DATASET ENTRIES:
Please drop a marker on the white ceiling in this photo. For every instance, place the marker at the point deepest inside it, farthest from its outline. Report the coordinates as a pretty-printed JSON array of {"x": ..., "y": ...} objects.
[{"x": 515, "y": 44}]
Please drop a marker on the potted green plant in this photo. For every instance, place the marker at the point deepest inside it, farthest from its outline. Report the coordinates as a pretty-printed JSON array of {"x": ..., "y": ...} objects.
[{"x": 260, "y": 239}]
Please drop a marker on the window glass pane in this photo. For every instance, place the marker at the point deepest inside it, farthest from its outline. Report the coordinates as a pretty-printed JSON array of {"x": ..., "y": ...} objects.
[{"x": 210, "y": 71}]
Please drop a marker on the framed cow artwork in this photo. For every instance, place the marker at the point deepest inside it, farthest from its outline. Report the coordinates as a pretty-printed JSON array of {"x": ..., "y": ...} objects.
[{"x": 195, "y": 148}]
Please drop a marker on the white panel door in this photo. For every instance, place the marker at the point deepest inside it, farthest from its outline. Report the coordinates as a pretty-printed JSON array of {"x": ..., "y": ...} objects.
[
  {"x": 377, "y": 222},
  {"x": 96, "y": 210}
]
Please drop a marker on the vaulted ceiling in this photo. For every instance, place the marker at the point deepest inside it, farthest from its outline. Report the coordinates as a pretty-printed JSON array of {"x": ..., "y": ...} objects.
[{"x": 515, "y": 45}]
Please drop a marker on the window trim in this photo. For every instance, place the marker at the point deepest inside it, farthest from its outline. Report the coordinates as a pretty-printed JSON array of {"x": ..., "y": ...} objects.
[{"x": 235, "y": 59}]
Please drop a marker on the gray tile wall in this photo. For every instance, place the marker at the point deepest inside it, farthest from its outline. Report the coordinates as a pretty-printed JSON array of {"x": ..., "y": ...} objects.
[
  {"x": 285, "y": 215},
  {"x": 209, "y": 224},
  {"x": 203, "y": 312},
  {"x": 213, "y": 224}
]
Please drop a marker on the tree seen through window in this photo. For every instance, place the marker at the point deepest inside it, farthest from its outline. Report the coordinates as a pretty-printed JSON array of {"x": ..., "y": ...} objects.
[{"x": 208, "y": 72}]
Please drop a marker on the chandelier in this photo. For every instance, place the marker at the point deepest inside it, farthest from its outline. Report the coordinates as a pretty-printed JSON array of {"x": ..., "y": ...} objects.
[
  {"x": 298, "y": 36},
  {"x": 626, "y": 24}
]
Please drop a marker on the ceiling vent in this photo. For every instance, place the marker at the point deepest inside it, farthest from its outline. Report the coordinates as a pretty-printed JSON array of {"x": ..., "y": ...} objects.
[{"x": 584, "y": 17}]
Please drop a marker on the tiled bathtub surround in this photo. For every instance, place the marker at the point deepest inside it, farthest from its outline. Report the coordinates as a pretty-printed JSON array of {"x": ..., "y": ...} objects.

WORK REQUIRED:
All of the material above should be repeated exactly.

RESPONSE TO THIS TASK:
Please drop a marker on the white ceiling in this photo. For every instance, place the marker at the point deepest inside it, farthest from its outline. Report the coordinates as a pretty-printed JSON array of {"x": ..., "y": ...} objects.
[{"x": 515, "y": 44}]
Please drop a marker on the potted green plant in this photo. For every instance, place the marker at the point deepest inside it, farthest from its outline. Report the coordinates as a pretty-printed JSON array of {"x": ..., "y": ...} objects.
[{"x": 260, "y": 239}]
Please drop a marker on the window glass pane in this photo. For every instance, place the marker at the point deepest inside it, farthest from its outline. Report the coordinates as a pretty-printed JSON array of {"x": ..., "y": ...} objects.
[{"x": 210, "y": 71}]
Please drop a marker on the framed cow artwork in this photo. For every instance, place the marker at the point deepest inside it, farthest from its outline. Report the coordinates as a pretty-printed JSON array of {"x": ..., "y": ...} objects.
[{"x": 195, "y": 148}]
Please drop a marker on the white panel door in this photo. For every instance, place the marker at the point deepest inside it, farthest from its outline. Report the coordinates as a pretty-printed JSON array of {"x": ..., "y": ...} objects.
[
  {"x": 377, "y": 222},
  {"x": 96, "y": 210}
]
Please drop a marker on the vaulted ceiling in this photo. For every instance, place the marker at the point deepest inside it, farthest from its outline. Report the coordinates as a pretty-printed JSON array of {"x": ..., "y": ...} objects.
[{"x": 515, "y": 45}]
Please drop a marker on the window trim in this photo. For every instance, place the marker at the point deepest inside it, farthest from its outline. Report the coordinates as a pretty-printed JSON array of {"x": ..., "y": ...} objects.
[{"x": 235, "y": 59}]
Please drop a marker on the gray tile wall in this photo. For every instance, place the marker at the point deepest inside it, farthest from its outline. Report the coordinates as a pretty-printed JSON array of {"x": ..., "y": ...} objects.
[
  {"x": 285, "y": 215},
  {"x": 209, "y": 224},
  {"x": 203, "y": 312},
  {"x": 213, "y": 224}
]
Please drop a marker on the tree seen through window in this photo. For every instance, place the marker at the point deepest inside it, farthest from its outline. Report the coordinates as a pretty-printed JSON array of {"x": ..., "y": ...} objects.
[{"x": 208, "y": 72}]
Please drop a marker on the chandelier in this photo. For every instance, place the marker at the point deepest inside it, farthest from its outline. Report the coordinates as a pretty-printed JSON array of {"x": ..., "y": ...} objects.
[
  {"x": 298, "y": 36},
  {"x": 626, "y": 24}
]
Please drop a marker on the ceiling vent in this photo. For every instance, place the marker at the point deepest inside it, farthest from its outline. Report the coordinates as a pretty-printed JSON array of {"x": ..., "y": ...} objects.
[{"x": 584, "y": 17}]
Please drop a marker on the tiled bathtub surround in this photo. For every instance, place the marker at the point deepest inside it, farthest from its outline. Report the coordinates as a pretty-printed JSON array of {"x": ..., "y": ...} objects.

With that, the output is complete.